* Task directions *
The complete listing should be restated exactly.
-- Start Records shown --
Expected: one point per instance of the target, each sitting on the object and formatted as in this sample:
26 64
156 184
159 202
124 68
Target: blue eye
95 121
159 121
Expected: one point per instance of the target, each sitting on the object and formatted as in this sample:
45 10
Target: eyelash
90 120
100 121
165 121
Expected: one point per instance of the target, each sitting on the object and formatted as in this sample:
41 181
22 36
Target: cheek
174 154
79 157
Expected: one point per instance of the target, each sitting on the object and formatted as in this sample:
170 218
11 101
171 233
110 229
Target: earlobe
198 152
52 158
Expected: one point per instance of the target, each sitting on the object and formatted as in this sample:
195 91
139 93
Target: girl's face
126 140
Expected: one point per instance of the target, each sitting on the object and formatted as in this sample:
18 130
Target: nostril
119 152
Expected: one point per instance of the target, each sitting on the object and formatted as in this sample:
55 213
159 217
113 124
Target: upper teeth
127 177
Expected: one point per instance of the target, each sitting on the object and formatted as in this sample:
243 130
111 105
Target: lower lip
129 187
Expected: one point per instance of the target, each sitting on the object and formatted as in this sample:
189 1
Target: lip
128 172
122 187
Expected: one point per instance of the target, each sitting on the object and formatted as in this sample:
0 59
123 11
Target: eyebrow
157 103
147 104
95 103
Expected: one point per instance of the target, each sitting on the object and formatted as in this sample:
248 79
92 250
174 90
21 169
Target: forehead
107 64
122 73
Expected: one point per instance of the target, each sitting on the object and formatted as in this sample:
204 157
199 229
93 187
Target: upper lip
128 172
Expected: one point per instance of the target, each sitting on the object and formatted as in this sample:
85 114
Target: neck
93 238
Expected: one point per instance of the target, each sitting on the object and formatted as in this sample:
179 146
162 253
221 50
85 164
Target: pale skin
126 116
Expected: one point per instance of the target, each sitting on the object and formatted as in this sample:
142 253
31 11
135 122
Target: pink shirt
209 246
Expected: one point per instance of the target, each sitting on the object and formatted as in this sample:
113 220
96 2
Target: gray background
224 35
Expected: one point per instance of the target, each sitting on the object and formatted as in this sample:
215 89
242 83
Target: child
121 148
-- End Records shown --
* Exercise output *
Expected: one point per instance of the target, each sitting on the object and formatted as in this sample:
26 64
156 184
159 202
124 68
Target: blue eye
95 121
159 121
Expected: one point per instance of the target, each sitting on the object and formatted as in this sample:
45 10
Target: eyelash
90 120
100 121
165 121
Expected: one point per instance of the target, each sitting on the object and formatted as in this sample:
41 181
22 36
Target: cheek
174 154
79 157
Expected: one point per instance of the target, each sitting on the object and formatted as in this sample:
170 218
11 101
171 233
110 229
Target: earlobe
198 152
52 158
Expected: one point per instance of the target, each sitting on the object and formatted as in this sample:
195 91
139 93
Target: girl's face
126 140
Expected: one point per instance of the target, each sitting on the object and formatted as in this sample:
18 130
Target: nostril
119 152
Expected: one point per instance of the target, each sitting on the object and formatted as in this sample:
55 213
159 217
113 124
Target: upper teeth
127 177
Expected: one point per instance of the target, each sitting on the object and formatted as in this sample:
243 130
111 105
Target: lower lip
129 187
Expected: one point per instance of the target, each sitting on the object and formatted as in this sample:
189 1
Target: lip
128 172
122 187
Expected: one point per instance of the target, each sitting on the object and formatted as in this sample:
0 59
123 11
Target: eyebrow
157 103
147 104
95 103
Expected: one point per instance of the target, each sitting on the object and formatted as in this sample:
248 79
92 250
174 90
21 169
Target: forehead
107 64
122 73
Expected: one point per instance of the target, each sitting on the object and formatted as in this sample:
204 157
199 229
93 187
Target: upper lip
128 172
Expected: one point per instance of the target, each sitting on the object and formatted as in this sample:
85 114
Target: neck
93 238
Expected: one point per instance of the target, each sitting on the object and formatted as in this sample:
179 146
162 253
221 50
85 164
Target: pale skin
126 116
Expected: one point per instance of the target, each sitting on the object and formatted as in this sample:
142 253
31 11
135 122
Target: pink shirt
209 246
Expected: one point per instance of the target, each sitting on the object and formatted as in this sample:
113 220
96 2
Target: gray background
224 35
Expected: one point per instance of the target, each sitting on the object and formatted as in this sample:
215 89
242 83
Target: child
121 148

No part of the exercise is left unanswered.